§ **Raw records**

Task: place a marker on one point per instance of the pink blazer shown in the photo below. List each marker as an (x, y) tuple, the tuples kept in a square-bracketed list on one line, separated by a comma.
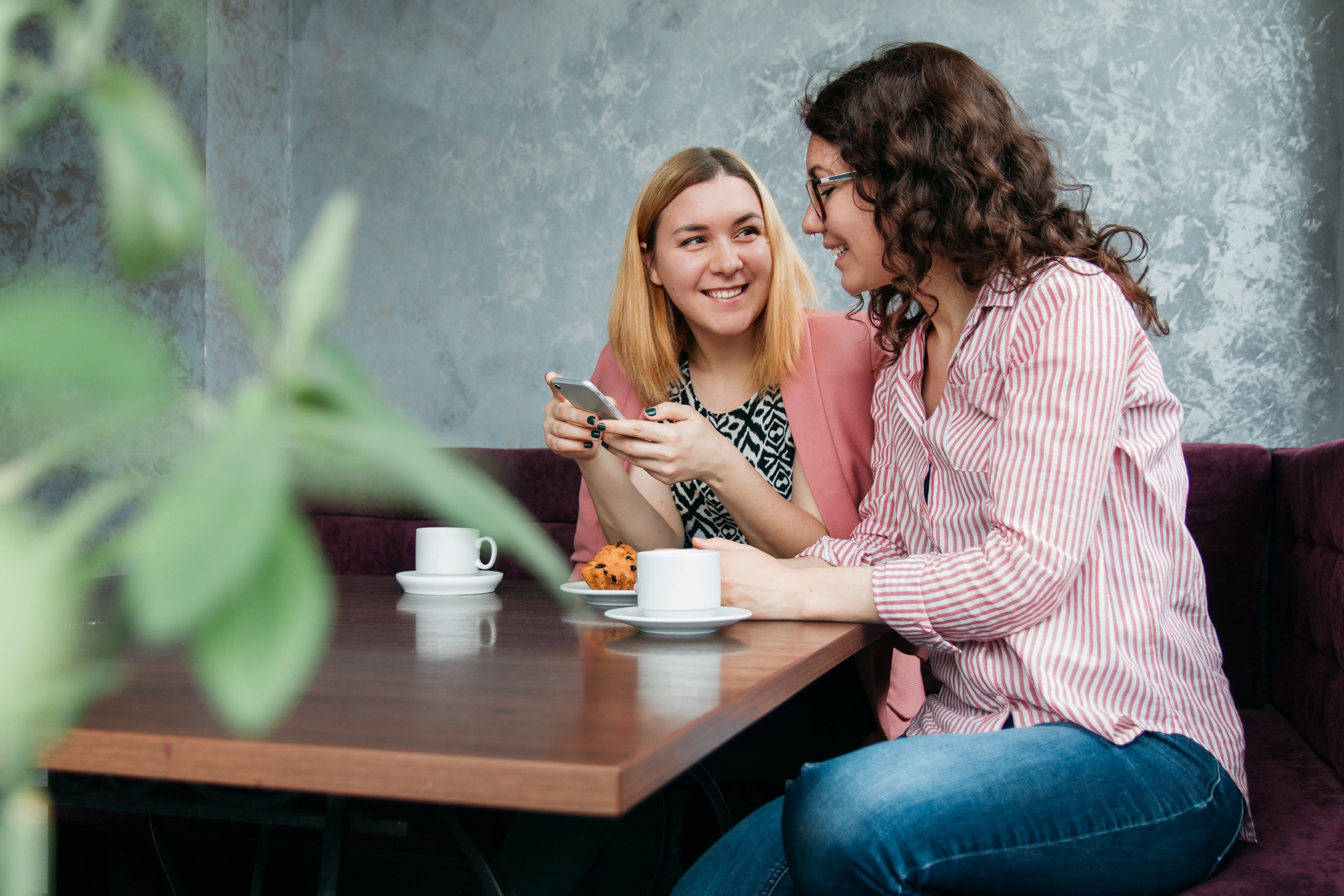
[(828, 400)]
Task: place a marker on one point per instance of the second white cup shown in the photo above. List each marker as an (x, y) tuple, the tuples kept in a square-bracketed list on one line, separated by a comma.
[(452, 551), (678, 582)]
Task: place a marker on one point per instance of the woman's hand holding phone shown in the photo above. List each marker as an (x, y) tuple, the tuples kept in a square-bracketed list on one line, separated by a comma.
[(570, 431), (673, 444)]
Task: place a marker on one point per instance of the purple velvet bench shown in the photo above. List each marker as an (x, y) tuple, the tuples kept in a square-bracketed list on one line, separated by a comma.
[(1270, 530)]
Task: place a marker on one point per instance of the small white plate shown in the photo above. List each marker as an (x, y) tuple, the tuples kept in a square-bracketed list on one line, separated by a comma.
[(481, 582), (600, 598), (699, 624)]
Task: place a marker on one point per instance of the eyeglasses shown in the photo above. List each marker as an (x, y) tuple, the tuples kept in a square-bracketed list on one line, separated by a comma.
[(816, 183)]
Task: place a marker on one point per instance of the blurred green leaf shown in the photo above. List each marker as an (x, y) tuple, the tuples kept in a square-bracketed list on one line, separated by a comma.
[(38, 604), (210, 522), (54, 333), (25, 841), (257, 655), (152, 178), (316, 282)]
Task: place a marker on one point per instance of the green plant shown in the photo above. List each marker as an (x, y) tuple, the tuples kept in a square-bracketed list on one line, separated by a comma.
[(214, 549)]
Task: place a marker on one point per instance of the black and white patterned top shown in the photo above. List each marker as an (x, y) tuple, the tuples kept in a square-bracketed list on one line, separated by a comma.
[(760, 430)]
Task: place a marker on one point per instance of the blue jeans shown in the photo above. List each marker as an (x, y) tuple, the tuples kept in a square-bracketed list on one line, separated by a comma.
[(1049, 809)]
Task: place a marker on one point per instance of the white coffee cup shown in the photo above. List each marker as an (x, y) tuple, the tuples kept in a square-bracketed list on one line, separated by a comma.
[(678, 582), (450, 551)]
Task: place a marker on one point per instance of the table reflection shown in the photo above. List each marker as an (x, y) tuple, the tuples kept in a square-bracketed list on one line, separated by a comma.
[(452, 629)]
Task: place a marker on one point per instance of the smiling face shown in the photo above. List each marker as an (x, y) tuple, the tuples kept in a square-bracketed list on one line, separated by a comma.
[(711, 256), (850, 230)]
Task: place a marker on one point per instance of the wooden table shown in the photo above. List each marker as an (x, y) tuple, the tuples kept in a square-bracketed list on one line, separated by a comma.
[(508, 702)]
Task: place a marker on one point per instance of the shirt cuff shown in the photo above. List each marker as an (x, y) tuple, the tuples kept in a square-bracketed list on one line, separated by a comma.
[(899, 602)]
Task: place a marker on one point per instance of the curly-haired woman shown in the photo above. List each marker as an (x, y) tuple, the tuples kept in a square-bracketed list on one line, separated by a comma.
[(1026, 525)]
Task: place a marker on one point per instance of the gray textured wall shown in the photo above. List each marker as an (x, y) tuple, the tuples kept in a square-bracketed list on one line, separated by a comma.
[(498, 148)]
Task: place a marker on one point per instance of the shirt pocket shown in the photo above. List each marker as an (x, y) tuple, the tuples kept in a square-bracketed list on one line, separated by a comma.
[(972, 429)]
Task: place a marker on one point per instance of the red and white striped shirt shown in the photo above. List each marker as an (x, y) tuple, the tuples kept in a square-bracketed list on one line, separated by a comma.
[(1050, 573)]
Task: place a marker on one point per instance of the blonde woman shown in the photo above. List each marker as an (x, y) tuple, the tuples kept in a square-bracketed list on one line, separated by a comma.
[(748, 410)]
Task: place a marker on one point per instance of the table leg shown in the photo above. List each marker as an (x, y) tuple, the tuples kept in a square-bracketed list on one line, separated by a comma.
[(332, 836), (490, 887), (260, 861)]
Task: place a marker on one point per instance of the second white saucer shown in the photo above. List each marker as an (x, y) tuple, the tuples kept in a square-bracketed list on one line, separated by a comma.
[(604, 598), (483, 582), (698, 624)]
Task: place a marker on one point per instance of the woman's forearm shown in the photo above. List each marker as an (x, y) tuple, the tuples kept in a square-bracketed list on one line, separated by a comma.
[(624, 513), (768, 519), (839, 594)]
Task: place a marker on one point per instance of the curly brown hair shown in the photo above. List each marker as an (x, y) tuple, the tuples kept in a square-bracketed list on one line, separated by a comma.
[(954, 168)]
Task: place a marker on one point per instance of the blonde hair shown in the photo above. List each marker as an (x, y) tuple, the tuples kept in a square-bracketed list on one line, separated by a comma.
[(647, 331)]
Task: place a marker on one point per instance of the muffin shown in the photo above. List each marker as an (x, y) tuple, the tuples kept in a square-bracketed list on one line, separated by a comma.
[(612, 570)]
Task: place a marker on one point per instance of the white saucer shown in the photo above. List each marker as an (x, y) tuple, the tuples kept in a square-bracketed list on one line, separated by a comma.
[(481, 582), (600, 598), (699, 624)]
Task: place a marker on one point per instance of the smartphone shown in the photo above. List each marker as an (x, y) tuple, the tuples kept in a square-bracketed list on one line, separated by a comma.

§ **What you will do**
Reproduce the entire listing with "marker" swapped for "pin" everywhere and nothing else altered. Omit the pictures.

§ **Solution**
Task: place a pin on one point per instance of the pink blazer shown in the photo below. List each pin as an (x, y) tuple, the tuples kept in a square-bracketed list on one line, separated by a comma.
[(828, 400)]
Task: place a pin on one point per instance of the second white cup shown in the photo above. List each pin as an (x, y) tuple, the tuples kept in a square-bracketed list on one line, separated by a comma.
[(452, 551), (678, 582)]
Task: place a pin on one point per instance of the woman's hand holding phone shown in the photo above. List each pin as an (x, y) tuple, the tuples kept in a square-bracketed list on one line, separated by a comma.
[(570, 431), (673, 444)]
Task: place a pin on one point per instance of the purple velvet bench shown in the photo above. List each pin as an (x, y) tuple, the tuples kept in a square-bracketed list on one line, separated by a comma.
[(1270, 530)]
Task: place a pin on one point per instance of the small white plate shown in the photo above. List each pin as an (x, y) tuple, the tuples kept in a square-bracketed list on one line, separated by a comma.
[(481, 582), (600, 598), (699, 624)]
Task: place a pin on one point per instance of the eyeglasses shown in the photo above. List each pin as an (x, y) tuple, the tuples kept in a square-bracketed list on one line, separated by a comma.
[(816, 183)]
Task: place a pin on one point per instance of the blurred green leaf shown in the photo above. List each pin as an (x, y) tuple, the tuples kept in a square-bracketed list on one line, separated by a comma.
[(38, 604), (210, 522), (54, 333), (25, 841), (257, 655), (152, 178), (316, 282)]
Task: place a pin on one point per instance of the green plant shown in the photo above. List each pin as an (x, y) tuple, the tuples kept in a square-bracketed list on one line, separated by a comma.
[(214, 549)]
Task: place a pin on one point per instance of the black and white patterned top shown in the photo above. List each pin as an (x, y) tuple, the tuples kept in a square-bracketed list on one line, separated by a comma.
[(760, 430)]
Task: place a pin on one point per instance of the blue jeans shown in the photo above. List each pin as an (x, y) tuple, the tuples kept in a square-bracketed list on one line, separated by a comma.
[(1049, 809)]
Task: place a pin on one point per instance of the white coffee cup shown in the photo above. List each pin as an (x, y) tuple, the tuples kept in a square-bracketed list on one line, separated by a comma.
[(678, 582), (450, 551)]
Task: place a pin on one point per instance of the table reflection shown in the photo above. List each pin as an (x, y) tuple, the tuples kept in a square-bracketed list on one line, separated by a comma.
[(452, 629)]
Task: place a pin on one point per instance of the smiling face shown in the photo above. List each pin as an (x, y) tuple, the tuples kept in a square-bracketed list on one line, separated by a comma.
[(711, 256), (850, 230)]
Task: place a pin on one point per instance of the wooden table shown in the photo above. List each pin as an (x, y) tuple, the tuples kept in a square-bracketed list on one line, separated by a comma.
[(508, 702)]
Task: place a pin on one point per instance of the shirt cuff shown in the photo above. List each pin as an (x, y) tuple, the tuples kept in a square-bracketed list on one line, separated by a comma.
[(899, 602)]
Task: place a pin on one point per instance of the curly-haired woman shown in the photo above. List each pin as an (x, y) tuple, the tuples kept in a square-bracketed list on one line, separated by a comma.
[(1026, 525)]
Task: place a pin on one point per instance of the gray textured wall shown in the photo above. List each pin as an (x, y) tuple, the tuples kept in a square-bracketed list on one line, separated by a comma.
[(498, 148)]
Task: place a pin on one point per instance of the shirt pocket shown in the photo above. List each pin as an (x, y) tuple, the tuples kept in a square-bracketed list on one line, separated by a comma.
[(972, 429)]
Task: place a pin on one point per instance of the red and white striped shirt shown in the photo above. List each pin as an (x, y) tuple, the tuples kept in a square-bracketed list on one line, separated by a comma.
[(1050, 573)]
Task: place a pin on one point per instance of the blonde woman shown in the photo above. List each pin as an (x, y) tuple, the tuples kept in a square-bracketed list on one line, separated by a comma.
[(748, 410)]
Task: place a pin on one point per instance of the table leg shown in the photo above. List each pin as an (x, y) tuple, the tuples kept in a square-bracketed list on one line, separated by a comma.
[(332, 836), (490, 887), (260, 861)]
Task: place a pin on one point per instance of the second white saucer shown in the photo above. List each pin as an (x, y) tuple, the tuples kept in a square-bracketed list on one line, separated by a comma.
[(604, 598), (483, 582), (698, 624)]
Task: place a pin on one point per instance of the woman's forearm shown in the photo above. List each pin as an (x, y) tuple, the tuples kept in a square-bracketed list on one line, separated by a comma.
[(624, 513), (768, 519), (839, 594)]
Task: place a pin on one point per instance of the curly brown hair shown in the photo above. List each pin as an (x, y) tuple, the tuples kept in a square-bracketed list on one line, separated by a comma.
[(954, 168)]
Task: place a pin on one point per instance of the blonde hair shown in the photo above. List each pin as an (x, y) tuple, the tuples kept in a square-bracketed list on one line, separated by a comma.
[(647, 331)]
Task: place a pin on one point per instance of the muffin shown in the photo above. List each pin as an (x, y) tuple, the tuples kept in a square-bracketed list on one line, separated by a comma.
[(612, 570)]
Task: place a pin on one point per instance of the white saucer shown in the photo above. List each pin as an (x, y) tuple, the tuples kept in a square-bracketed list on one line, separated by a comma.
[(481, 582), (600, 598), (699, 624)]
Task: place a pin on one point per instance of the smartphone shown in the photo above. List each pin as an (x, y) tuple, the tuples kept in a square-bracketed list on one line, separated by a comma.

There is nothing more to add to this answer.